* _TEXTE ÉTUDIÉ_

------------------------------------

Je suis plus proche des positions française et belge que des positions américaine, anglaise et espagnole. Mais... C'est Bush qui a créé la plus grande part du bordel, c'est vrai. Mais Chirac, et particulièrement Villepin, un mec qui a écrit un grand livre sur Napoléon (NDLR : « Les Cent-Jours ou l'esprit de sacrifice »), et ce n'est pas innocent, y ont participé. Il n'était pas nécessaire de clamer qu'on allait prononcer un veto, alors même qu'il n'y avait pas encore de vote. Chirac avait raison de vouloir arrêter la guerre, mais la manière était trop ostentatoire, elle n'a montré aucun soupçon de subtilité. Je ne suis pas d'accord avec sa politique brutale, même si elle a été lancée contre une autre politique encore plus brutale.
Et la guerre est là.
Oui, et elle commence à être un désastre. Et il y a en a un autre ; un désastre politique en Europe. Je crois que jusqu'à la chute de Bush et peut-être celle de Chirac, tout ira mal avec les Etats-Unis, la France, les Nations unies, l'Otan, l'Union européenne. Nous vivons un changement du monde peut-être plus rude que la chute et la disparition de l'Union soviétique. Et beaucoup plus pernicieux, beaucoup plus dangereux.
Les attentats du 11 septembre ont créé le début d'un grand jihad, d'une guerre, une lutte de deux civilisations. Qui se tient à un niveau très théologique, très philosophique et même politique. Et ce choc a été exacerbé par cette guerre en Irak, par Bush, et par Chirac aussi pour gagner un écho politique dans le monde arabe.
Pour faire court, vous avez aujourd'hui deux grandes civilisations dans le monde. D'un côté, l'Ouest, et ça comprend non seulement les Etats-Unis et l'Europe mais aussi le Japon, l'Australie, une partie de l'Asie et de l'Amérique, démocratie et vision du multiculturalisme, idée de progrès, envie de faire du futur quelque chose de plus évolué.

------------------------------------

* _LES DONNÉES_
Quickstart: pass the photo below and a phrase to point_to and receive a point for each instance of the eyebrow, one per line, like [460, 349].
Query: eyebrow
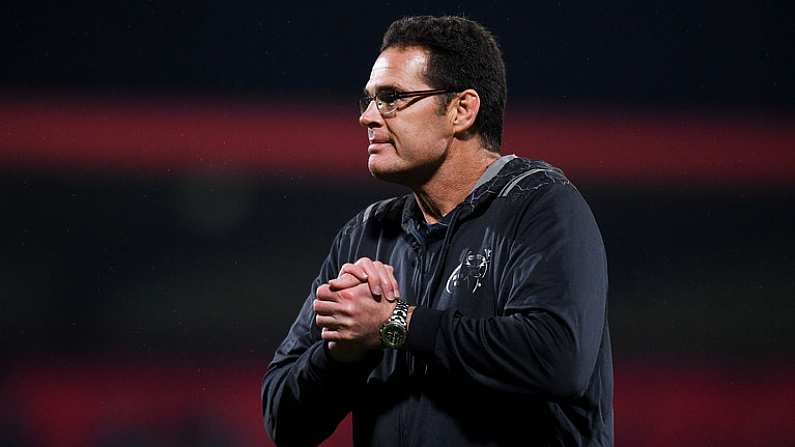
[381, 88]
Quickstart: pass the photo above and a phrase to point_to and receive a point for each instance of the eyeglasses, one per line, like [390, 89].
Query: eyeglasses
[387, 100]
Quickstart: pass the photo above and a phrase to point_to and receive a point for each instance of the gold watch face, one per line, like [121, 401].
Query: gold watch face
[393, 335]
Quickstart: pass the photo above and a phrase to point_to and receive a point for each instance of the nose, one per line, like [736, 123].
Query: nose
[371, 117]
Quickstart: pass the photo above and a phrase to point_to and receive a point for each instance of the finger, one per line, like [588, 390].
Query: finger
[325, 307]
[345, 281]
[385, 279]
[373, 277]
[324, 292]
[327, 322]
[354, 270]
[395, 286]
[331, 335]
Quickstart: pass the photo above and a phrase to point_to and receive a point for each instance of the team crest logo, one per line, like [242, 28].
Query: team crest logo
[471, 271]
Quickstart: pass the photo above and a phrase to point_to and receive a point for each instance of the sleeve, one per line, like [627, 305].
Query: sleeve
[553, 291]
[306, 393]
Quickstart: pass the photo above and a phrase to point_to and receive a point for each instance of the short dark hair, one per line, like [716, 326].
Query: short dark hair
[462, 54]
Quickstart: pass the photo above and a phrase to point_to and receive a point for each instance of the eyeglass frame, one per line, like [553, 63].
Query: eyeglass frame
[363, 106]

------------------------------------

* _CONSIGNES DE L'EXERCICE_
Recopiez le passage du texte étudié qui va de "Oui, et elle" jusqu'à "le monde arabe." inclus, sans rien y changer. Les items n'ont aucun rapport avec le texte étudié.

* _RÉSULTAT DE L'EXERCICE_
Oui, et elle commence à être un désastre. Et il y a en a un autre ; un désastre politique en Europe. Je crois que jusqu'à la chute de Bush et peut-être celle de Chirac, tout ira mal avec les Etats-Unis, la France, les Nations unies, l'Otan, l'Union européenne. Nous vivons un changement du monde peut-être plus rude que la chute et la disparition de l'Union soviétique. Et beaucoup plus pernicieux, beaucoup plus dangereux.
Les attentats du 11 septembre ont créé le début d'un grand jihad, d'une guerre, une lutte de deux civilisations. Qui se tient à un niveau très théologique, très philosophique et même politique. Et ce choc a été exacerbé par cette guerre en Irak, par Bush, et par Chirac aussi pour gagner un écho politique dans le monde arabe.